▶ Requirement
Copy the data. Keep every character as given.

_ _ _

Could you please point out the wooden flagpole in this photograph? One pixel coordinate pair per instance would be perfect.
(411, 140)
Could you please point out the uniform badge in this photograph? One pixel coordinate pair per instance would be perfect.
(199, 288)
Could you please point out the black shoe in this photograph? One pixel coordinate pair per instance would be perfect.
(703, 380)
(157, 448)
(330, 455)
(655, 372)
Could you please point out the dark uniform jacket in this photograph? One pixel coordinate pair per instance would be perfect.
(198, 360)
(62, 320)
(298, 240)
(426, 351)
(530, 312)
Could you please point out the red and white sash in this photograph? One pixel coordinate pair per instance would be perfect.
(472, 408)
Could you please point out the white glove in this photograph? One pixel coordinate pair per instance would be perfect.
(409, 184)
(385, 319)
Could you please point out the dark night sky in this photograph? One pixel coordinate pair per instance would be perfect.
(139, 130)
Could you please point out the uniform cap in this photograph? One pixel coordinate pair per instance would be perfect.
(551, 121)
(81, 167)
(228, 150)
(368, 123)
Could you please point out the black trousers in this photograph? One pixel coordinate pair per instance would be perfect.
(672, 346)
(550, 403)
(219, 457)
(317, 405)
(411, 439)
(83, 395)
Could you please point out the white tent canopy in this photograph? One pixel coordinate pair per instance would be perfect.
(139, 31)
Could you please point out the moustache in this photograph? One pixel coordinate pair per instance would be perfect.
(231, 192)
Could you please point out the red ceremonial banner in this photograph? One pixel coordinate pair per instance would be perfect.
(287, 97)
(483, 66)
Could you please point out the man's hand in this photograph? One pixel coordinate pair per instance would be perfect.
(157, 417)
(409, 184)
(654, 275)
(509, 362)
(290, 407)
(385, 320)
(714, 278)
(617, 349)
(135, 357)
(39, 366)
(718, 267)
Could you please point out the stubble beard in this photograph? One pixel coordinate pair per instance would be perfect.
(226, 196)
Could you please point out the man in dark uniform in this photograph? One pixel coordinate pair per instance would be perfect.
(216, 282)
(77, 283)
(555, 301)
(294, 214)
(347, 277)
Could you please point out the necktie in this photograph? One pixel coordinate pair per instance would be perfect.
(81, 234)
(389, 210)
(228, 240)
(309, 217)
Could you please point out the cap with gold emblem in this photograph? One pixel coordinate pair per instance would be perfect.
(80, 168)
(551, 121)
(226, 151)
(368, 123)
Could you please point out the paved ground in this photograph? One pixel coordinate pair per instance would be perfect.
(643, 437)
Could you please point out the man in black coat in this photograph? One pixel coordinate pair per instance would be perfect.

_ _ _

▶ Written reply
Could you please point out the wooden flagpole in this photograph? One pixel coordinate pair per instance would be perfect.
(411, 140)
Could you please point out the uniform badge in this photograph? One pixel coordinate pair per instance would be perfect.
(199, 288)
Could you please point out the black shoe in this photograph? One pixel coordinate pair per instance would be perfect.
(703, 380)
(157, 448)
(330, 455)
(655, 372)
Could you please point out the dark uniform jacket in this photograph? One pixel coordinate pair per instance would be perfect.
(198, 360)
(62, 320)
(298, 240)
(426, 351)
(530, 312)
Could you please point out the red and white sash in this photograph? One pixel coordinate pair per instance would be perfect.
(472, 408)
Could you please point out the white glove in this photograph? One pixel coordinate pair per instance would be perfect.
(409, 184)
(385, 319)
Could you please point out the dark night sky in this photograph? One pixel coordinate pair per instance would be perfect.
(139, 130)
Could you please point out the uniform cap in this photograph? One pixel coordinate pair per instance would be perfect.
(551, 121)
(81, 167)
(228, 150)
(368, 123)
Could you please point out the black trousers in this photograph? One pixel coordinate pair per instance would be perfect.
(672, 346)
(550, 403)
(219, 457)
(317, 405)
(411, 439)
(83, 395)
Could you please point out the white tent canopy in this photograph? One pixel coordinate pair per instance would be perfect.
(139, 31)
Could you please point out the moustache in this photograph? One pixel coordinate pair per instance would be perfect.
(231, 192)
Could you please point out the red ceremonial banner in this photograph? One pixel coordinate pair per instance would be perfect.
(287, 97)
(483, 66)
Could you please point out the man's hand in this photograph? One pixel coordinate pair per instance would be perfect.
(157, 417)
(409, 184)
(654, 275)
(509, 362)
(290, 407)
(385, 320)
(714, 278)
(617, 349)
(135, 357)
(39, 366)
(718, 267)
Could you please point out the stubble beard in this photograph? One pixel coordinate pair per instance would be perfect.
(226, 196)
Could you please point out the man in dark uniform in this photograph? One pixel coordinate pair per instance would be perfect.
(216, 282)
(77, 283)
(555, 301)
(294, 214)
(347, 277)
Could you please point out the necktie in this photograph? One pixel coordinate pair per instance would be perfect.
(81, 234)
(389, 210)
(228, 240)
(309, 217)
Could you please point out the cap with gold emblem in this photograph? One pixel coordinate pair per instance would be perfect.
(80, 168)
(551, 121)
(226, 151)
(368, 123)
Could you please point out the paved ground in this photograph? One pixel coordinate pair per instance would be perfect.
(643, 437)
Could you please point out the man in black coat in this photograph? One pixel coordinate pair per instance would be perfect.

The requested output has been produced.